§ **WHAT TO WORK ON**:
Format every line of the records below as a Markdown table with the columns Row and Line, numbering the rows in order and leaving out blank lines.

--------------------

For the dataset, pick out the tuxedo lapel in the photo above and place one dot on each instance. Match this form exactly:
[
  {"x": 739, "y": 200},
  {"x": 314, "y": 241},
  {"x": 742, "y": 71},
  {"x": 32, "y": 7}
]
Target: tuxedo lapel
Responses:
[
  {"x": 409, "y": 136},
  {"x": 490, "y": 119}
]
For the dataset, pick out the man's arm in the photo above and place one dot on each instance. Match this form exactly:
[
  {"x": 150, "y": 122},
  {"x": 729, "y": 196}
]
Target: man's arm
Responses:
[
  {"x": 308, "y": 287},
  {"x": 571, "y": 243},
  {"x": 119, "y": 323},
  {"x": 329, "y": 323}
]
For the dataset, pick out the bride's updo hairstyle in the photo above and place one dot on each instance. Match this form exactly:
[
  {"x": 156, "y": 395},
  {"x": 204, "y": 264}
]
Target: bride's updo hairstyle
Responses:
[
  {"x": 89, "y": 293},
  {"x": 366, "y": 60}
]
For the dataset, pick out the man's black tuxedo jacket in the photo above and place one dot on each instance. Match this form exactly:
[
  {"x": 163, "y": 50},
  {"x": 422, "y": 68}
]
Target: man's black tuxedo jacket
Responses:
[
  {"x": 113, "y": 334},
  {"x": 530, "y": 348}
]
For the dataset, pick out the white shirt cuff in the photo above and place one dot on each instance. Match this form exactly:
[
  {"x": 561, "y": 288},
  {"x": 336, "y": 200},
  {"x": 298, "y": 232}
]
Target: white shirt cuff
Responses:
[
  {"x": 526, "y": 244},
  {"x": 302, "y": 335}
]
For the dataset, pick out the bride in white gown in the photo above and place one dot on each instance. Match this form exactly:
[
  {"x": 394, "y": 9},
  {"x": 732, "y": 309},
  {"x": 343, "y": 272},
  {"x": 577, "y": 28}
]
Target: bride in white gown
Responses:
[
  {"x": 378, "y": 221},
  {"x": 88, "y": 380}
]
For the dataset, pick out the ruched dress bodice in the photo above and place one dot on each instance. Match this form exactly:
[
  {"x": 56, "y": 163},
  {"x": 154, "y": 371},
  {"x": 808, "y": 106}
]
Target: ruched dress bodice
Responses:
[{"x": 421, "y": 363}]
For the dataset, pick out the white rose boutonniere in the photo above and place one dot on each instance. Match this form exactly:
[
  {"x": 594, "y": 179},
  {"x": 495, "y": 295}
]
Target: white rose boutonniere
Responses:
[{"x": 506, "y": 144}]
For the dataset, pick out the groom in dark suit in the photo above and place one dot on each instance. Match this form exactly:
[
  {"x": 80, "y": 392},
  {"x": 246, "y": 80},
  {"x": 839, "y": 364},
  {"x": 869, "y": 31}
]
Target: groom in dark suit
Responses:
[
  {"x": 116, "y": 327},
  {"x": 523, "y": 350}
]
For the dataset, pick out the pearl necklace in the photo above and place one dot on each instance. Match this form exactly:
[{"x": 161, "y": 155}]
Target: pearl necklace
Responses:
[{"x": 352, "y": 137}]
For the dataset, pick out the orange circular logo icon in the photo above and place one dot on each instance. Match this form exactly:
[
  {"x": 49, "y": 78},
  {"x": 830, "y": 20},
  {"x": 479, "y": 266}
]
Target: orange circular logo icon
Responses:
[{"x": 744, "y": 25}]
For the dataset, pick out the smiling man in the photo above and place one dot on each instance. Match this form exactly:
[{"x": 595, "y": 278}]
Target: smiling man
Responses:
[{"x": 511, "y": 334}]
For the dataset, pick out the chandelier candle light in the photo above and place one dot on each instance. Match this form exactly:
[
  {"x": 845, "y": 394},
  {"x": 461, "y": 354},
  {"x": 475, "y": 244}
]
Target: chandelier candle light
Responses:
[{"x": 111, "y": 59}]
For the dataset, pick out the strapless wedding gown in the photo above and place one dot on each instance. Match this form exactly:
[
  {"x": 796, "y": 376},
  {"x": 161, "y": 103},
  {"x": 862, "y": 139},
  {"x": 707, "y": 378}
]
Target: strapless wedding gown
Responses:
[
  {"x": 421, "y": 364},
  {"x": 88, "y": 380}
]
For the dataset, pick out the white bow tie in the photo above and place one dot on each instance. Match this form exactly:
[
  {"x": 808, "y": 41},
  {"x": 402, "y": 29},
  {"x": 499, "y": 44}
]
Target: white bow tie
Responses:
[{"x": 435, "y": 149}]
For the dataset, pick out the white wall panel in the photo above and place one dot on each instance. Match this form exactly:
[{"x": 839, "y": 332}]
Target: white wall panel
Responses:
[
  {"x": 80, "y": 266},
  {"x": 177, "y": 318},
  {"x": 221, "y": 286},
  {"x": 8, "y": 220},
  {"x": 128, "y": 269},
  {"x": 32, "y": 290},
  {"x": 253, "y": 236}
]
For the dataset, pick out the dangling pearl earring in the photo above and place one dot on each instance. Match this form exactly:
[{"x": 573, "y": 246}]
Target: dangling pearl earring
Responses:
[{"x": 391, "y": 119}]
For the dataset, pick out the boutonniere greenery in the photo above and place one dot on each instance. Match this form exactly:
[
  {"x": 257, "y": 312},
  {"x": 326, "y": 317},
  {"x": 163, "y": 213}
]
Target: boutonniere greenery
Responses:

--------------------

§ **FULL SOLUTION**:
| Row | Line |
|---|---|
| 1 | For the dataset, pick out the tuxedo lapel in the photo above and place one dot on each instance. Match this form exactly: |
| 2 | [ |
| 3 |   {"x": 739, "y": 200}, |
| 4 |   {"x": 314, "y": 241}, |
| 5 |   {"x": 742, "y": 71}, |
| 6 |   {"x": 32, "y": 7} |
| 7 | ] |
| 8 | Target: tuxedo lapel |
| 9 | Responses: |
| 10 | [ |
| 11 |   {"x": 409, "y": 136}, |
| 12 |   {"x": 490, "y": 119} |
| 13 | ] |
| 14 | For the dataset, pick out the man's arm in the photo above and place one dot on each instance. Match this form exactly: |
| 15 | [ |
| 16 |   {"x": 150, "y": 122}, |
| 17 |   {"x": 729, "y": 196} |
| 18 | ] |
| 19 | Target: man's arm |
| 20 | Responses: |
| 21 | [ |
| 22 |   {"x": 308, "y": 287}, |
| 23 |   {"x": 571, "y": 243}, |
| 24 |   {"x": 119, "y": 323}, |
| 25 |   {"x": 329, "y": 323} |
| 26 | ] |
| 27 | For the dataset, pick out the bride's updo hairstyle in the photo above and place one dot on each instance. Match this form exactly: |
| 28 | [ |
| 29 |   {"x": 156, "y": 395}, |
| 30 |   {"x": 204, "y": 264} |
| 31 | ] |
| 32 | Target: bride's updo hairstyle |
| 33 | Responses: |
| 34 | [ |
| 35 |   {"x": 89, "y": 293}, |
| 36 |   {"x": 366, "y": 60} |
| 37 | ] |
| 38 | For the dataset, pick out the man's black tuxedo jacket in the photo above and place one dot on each instance. Match this form exactly: |
| 39 | [ |
| 40 |   {"x": 163, "y": 50}, |
| 41 |   {"x": 422, "y": 68} |
| 42 | ] |
| 43 | Target: man's black tuxedo jacket |
| 44 | Responses: |
| 45 | [ |
| 46 |   {"x": 113, "y": 334}, |
| 47 |   {"x": 530, "y": 348} |
| 48 | ] |
| 49 | For the dataset, pick out the white shirt cuff in the photo above and place one dot on each instance. Match this form exactly: |
| 50 | [ |
| 51 |   {"x": 561, "y": 288}, |
| 52 |   {"x": 336, "y": 200}, |
| 53 |   {"x": 298, "y": 232} |
| 54 | ] |
| 55 | Target: white shirt cuff |
| 56 | Responses: |
| 57 | [ |
| 58 |   {"x": 526, "y": 244}, |
| 59 |   {"x": 302, "y": 335} |
| 60 | ] |
| 61 | For the dataset, pick out the bride in white gown in the photo above and place one dot on each instance. Match this form exactly: |
| 62 | [ |
| 63 |   {"x": 394, "y": 9}, |
| 64 |   {"x": 732, "y": 309}, |
| 65 |   {"x": 343, "y": 272}, |
| 66 |   {"x": 577, "y": 28} |
| 67 | ] |
| 68 | Target: bride in white gown |
| 69 | Responses: |
| 70 | [ |
| 71 |   {"x": 378, "y": 221}, |
| 72 |   {"x": 88, "y": 380} |
| 73 | ] |
| 74 | For the dataset, pick out the ruched dress bodice in the photo above and place one dot on each instance. Match this form exactly: |
| 75 | [ |
| 76 |   {"x": 56, "y": 163}, |
| 77 |   {"x": 154, "y": 371}, |
| 78 |   {"x": 808, "y": 106} |
| 79 | ] |
| 80 | Target: ruched dress bodice |
| 81 | Responses: |
| 82 | [{"x": 421, "y": 363}] |
| 83 | For the dataset, pick out the white rose boutonniere in the photo above and place one dot on each instance. Match this form exactly: |
| 84 | [ |
| 85 |   {"x": 594, "y": 179}, |
| 86 |   {"x": 495, "y": 295} |
| 87 | ] |
| 88 | Target: white rose boutonniere |
| 89 | Responses: |
| 90 | [{"x": 506, "y": 144}] |
| 91 | For the dataset, pick out the groom in dark suit in the photo above and place one dot on each instance. Match this form exactly: |
| 92 | [ |
| 93 |   {"x": 80, "y": 392}, |
| 94 |   {"x": 246, "y": 80}, |
| 95 |   {"x": 839, "y": 364}, |
| 96 |   {"x": 869, "y": 31} |
| 97 | ] |
| 98 | Target: groom in dark suit |
| 99 | Responses: |
| 100 | [ |
| 101 |   {"x": 116, "y": 327}, |
| 102 |   {"x": 523, "y": 350} |
| 103 | ] |
| 104 | For the dataset, pick out the pearl necklace in the photo above and place one dot on each instance. Match this form exactly: |
| 105 | [{"x": 161, "y": 155}] |
| 106 | Target: pearl necklace |
| 107 | Responses: |
| 108 | [{"x": 352, "y": 137}] |
| 109 | For the dataset, pick out the orange circular logo icon in the photo above and place one dot on each instance. Match this form exactly: |
| 110 | [ |
| 111 |   {"x": 49, "y": 78}, |
| 112 |   {"x": 830, "y": 20}, |
| 113 |   {"x": 479, "y": 266} |
| 114 | ] |
| 115 | Target: orange circular logo icon |
| 116 | Responses: |
| 117 | [{"x": 744, "y": 25}] |
| 118 | For the dataset, pick out the smiling man in the photo above and place one dot on each instance. Match this form exactly: |
| 119 | [{"x": 595, "y": 278}] |
| 120 | Target: smiling man |
| 121 | Responses: |
| 122 | [{"x": 511, "y": 334}] |
| 123 | For the dataset, pick out the chandelier candle light in the photo above and place one dot on each instance. Match this form exactly: |
| 124 | [ |
| 125 |   {"x": 845, "y": 394}, |
| 126 |   {"x": 461, "y": 354}, |
| 127 |   {"x": 475, "y": 244} |
| 128 | ] |
| 129 | Target: chandelier candle light |
| 130 | Responses: |
| 131 | [{"x": 111, "y": 59}] |
| 132 | For the dataset, pick out the strapless wedding gown in the photo above and place one dot on each instance. Match this form exactly: |
| 133 | [ |
| 134 |   {"x": 796, "y": 376}, |
| 135 |   {"x": 161, "y": 103}, |
| 136 |   {"x": 862, "y": 139}, |
| 137 |   {"x": 707, "y": 378} |
| 138 | ] |
| 139 | Target: strapless wedding gown |
| 140 | Responses: |
| 141 | [ |
| 142 |   {"x": 421, "y": 364}, |
| 143 |   {"x": 88, "y": 380} |
| 144 | ] |
| 145 | For the dataset, pick out the white bow tie in the photo above and place one dot on each instance. Match this form exactly: |
| 146 | [ |
| 147 |   {"x": 808, "y": 41}, |
| 148 |   {"x": 402, "y": 29}, |
| 149 |   {"x": 499, "y": 44} |
| 150 | ] |
| 151 | Target: white bow tie |
| 152 | Responses: |
| 153 | [{"x": 435, "y": 149}] |
| 154 | For the dataset, pick out the white wall panel in the photo above and place one dot on each instance. Match this form exactly: |
| 155 | [{"x": 839, "y": 332}] |
| 156 | Target: white wall panel |
| 157 | Responses: |
| 158 | [ |
| 159 |   {"x": 80, "y": 266}, |
| 160 |   {"x": 177, "y": 318}, |
| 161 |   {"x": 221, "y": 286}, |
| 162 |   {"x": 8, "y": 220}, |
| 163 |   {"x": 128, "y": 269}, |
| 164 |   {"x": 32, "y": 290}, |
| 165 |   {"x": 253, "y": 236} |
| 166 | ] |
| 167 | For the dataset, pick out the dangling pearl earring in the photo above and place one dot on each instance. Match this form exactly: |
| 168 | [{"x": 573, "y": 246}] |
| 169 | Target: dangling pearl earring |
| 170 | Responses: |
| 171 | [{"x": 391, "y": 119}] |
| 172 | For the dataset, pick out the boutonniere greenery in the photo above and place one dot on each instance. Match this form exactly: |
| 173 | [ |
| 174 |   {"x": 257, "y": 312}, |
| 175 |   {"x": 326, "y": 317}, |
| 176 |   {"x": 163, "y": 213} |
| 177 | ] |
| 178 | Target: boutonniere greenery |
| 179 | Responses: |